■ **Problem description**
Beginning at the line containing "Each instance of the rear" and continuing to the end of the records below, give each line again exactly as it stands, and only those lines.

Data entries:
★ ★ ★ ★ ★ ★ ★
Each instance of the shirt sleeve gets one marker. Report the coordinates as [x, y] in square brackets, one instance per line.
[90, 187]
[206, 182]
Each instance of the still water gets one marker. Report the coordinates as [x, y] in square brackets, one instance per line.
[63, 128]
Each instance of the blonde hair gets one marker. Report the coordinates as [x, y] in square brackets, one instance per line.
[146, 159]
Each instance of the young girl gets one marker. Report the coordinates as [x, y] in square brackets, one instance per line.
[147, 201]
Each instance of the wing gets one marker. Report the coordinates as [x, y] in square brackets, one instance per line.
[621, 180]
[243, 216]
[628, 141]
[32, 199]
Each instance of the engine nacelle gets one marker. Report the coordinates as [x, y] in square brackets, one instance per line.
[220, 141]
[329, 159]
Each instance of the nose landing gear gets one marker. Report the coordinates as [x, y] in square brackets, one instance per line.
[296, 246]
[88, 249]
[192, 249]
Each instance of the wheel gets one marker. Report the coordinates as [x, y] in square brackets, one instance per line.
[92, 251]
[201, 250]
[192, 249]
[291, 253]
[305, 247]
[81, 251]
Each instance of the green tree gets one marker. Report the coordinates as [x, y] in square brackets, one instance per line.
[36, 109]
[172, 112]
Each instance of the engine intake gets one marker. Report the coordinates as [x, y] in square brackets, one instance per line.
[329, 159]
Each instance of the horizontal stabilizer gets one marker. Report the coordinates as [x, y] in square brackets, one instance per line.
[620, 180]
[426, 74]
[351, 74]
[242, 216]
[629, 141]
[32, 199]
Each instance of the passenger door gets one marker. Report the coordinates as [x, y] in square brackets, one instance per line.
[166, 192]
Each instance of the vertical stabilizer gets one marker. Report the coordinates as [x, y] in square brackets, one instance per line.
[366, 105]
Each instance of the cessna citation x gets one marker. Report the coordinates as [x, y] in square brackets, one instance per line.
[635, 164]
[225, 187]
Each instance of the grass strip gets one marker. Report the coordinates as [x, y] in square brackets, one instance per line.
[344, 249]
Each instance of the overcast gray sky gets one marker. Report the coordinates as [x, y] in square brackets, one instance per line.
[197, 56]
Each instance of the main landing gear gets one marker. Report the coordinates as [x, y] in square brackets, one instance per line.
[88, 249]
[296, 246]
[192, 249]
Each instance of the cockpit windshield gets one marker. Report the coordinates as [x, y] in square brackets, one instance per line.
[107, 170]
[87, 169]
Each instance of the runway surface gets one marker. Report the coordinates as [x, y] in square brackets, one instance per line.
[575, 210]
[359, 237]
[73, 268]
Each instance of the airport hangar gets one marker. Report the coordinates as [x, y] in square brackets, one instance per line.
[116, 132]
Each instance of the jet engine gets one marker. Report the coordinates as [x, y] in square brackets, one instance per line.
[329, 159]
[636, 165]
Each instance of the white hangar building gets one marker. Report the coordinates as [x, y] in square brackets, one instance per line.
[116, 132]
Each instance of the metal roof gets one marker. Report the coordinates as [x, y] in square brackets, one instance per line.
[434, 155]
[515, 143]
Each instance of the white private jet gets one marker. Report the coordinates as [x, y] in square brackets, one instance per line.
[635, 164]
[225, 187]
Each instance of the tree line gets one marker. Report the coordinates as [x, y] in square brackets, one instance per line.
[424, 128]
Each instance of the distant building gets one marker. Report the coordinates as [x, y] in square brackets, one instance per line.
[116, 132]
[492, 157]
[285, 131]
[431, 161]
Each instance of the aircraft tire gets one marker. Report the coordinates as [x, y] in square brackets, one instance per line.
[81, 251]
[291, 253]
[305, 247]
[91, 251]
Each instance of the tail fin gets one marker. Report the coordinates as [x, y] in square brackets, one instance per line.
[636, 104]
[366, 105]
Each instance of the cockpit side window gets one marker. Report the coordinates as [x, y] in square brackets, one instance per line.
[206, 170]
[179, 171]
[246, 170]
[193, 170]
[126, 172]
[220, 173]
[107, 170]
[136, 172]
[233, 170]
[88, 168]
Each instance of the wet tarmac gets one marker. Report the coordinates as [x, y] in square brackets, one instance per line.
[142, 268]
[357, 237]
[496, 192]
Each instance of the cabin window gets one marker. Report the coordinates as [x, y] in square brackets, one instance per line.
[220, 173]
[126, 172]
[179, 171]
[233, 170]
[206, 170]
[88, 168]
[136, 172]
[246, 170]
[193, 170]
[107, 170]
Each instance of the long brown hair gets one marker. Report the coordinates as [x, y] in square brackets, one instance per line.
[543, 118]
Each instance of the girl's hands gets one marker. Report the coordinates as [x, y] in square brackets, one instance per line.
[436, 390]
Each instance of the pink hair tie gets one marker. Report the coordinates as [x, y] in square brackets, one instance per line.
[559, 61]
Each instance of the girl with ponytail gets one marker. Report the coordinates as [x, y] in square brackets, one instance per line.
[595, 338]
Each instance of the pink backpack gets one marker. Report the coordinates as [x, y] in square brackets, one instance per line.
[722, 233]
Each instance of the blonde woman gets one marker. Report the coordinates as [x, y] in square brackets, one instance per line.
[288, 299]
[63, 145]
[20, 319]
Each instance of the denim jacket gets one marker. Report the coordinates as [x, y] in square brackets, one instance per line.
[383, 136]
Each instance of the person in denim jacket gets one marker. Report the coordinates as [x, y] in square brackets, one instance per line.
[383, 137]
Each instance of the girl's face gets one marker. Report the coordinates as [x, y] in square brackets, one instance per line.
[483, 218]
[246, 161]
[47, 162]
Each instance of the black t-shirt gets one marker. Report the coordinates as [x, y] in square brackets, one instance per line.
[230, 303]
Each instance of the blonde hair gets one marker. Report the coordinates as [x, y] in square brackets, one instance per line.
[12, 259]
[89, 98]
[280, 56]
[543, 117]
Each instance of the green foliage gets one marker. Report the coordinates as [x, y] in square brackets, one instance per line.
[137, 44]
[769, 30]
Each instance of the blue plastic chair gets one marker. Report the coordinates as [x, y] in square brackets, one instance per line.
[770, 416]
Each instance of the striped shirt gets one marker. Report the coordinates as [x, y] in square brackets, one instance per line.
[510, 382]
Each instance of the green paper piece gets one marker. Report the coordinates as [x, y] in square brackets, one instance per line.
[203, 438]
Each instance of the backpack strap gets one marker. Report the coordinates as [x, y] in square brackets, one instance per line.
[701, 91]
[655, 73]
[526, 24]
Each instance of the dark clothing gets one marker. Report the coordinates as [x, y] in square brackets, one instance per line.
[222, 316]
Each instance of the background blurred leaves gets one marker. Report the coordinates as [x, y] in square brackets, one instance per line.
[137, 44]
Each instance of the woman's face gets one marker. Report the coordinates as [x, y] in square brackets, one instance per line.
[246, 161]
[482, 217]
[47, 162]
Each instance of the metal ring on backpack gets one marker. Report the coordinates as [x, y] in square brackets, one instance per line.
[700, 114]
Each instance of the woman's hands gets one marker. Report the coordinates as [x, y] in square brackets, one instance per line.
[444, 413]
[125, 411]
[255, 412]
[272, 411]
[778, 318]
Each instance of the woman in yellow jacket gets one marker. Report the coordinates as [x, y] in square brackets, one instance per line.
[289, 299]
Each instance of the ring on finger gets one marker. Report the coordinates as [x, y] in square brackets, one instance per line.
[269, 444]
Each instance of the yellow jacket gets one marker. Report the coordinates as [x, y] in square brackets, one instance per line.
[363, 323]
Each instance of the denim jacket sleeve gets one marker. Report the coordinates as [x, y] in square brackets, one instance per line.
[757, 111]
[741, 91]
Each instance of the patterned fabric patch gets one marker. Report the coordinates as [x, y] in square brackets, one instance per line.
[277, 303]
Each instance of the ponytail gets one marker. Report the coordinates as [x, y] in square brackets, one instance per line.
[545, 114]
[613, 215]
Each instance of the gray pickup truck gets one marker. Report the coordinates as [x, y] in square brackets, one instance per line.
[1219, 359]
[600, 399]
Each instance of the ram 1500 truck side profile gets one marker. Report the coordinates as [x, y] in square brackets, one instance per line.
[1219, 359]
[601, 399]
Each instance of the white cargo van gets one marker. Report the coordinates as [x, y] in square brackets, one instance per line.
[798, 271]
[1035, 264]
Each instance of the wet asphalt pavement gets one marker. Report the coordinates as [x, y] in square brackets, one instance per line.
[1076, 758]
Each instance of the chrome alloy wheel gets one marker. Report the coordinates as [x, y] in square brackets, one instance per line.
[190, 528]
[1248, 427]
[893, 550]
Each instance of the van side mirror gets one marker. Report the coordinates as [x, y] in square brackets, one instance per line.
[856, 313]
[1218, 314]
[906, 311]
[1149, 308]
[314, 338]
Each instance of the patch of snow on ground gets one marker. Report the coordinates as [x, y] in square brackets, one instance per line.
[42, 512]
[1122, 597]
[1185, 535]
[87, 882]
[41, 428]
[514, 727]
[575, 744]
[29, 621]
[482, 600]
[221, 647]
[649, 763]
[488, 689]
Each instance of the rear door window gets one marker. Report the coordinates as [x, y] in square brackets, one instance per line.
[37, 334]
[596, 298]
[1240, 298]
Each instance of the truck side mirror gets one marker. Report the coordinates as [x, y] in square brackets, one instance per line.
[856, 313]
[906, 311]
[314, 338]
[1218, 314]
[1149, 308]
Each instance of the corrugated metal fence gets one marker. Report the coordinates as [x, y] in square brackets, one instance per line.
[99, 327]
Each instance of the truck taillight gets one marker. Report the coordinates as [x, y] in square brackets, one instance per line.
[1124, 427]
★ ★ ★ ★ ★ ★ ★
■ **Solved problem**
Each instance of the rear door window gets one marker. Report the coordinates as [x, y] in square brackets, one instance per line.
[37, 334]
[596, 298]
[1240, 298]
Each instance of the truck side mirror gets one marker. Report the coordinates as [x, y] in square brackets, one instance per line.
[856, 313]
[906, 311]
[314, 338]
[1218, 314]
[1149, 308]
Each instance of the corrugated metal fence gets one marker. Report the coordinates as [x, y] in square brackets, one instance per line.
[99, 327]
Each instance of the truck taillight gets one marker. Report the coordinates as [x, y] in square brackets, one instance per line.
[1124, 427]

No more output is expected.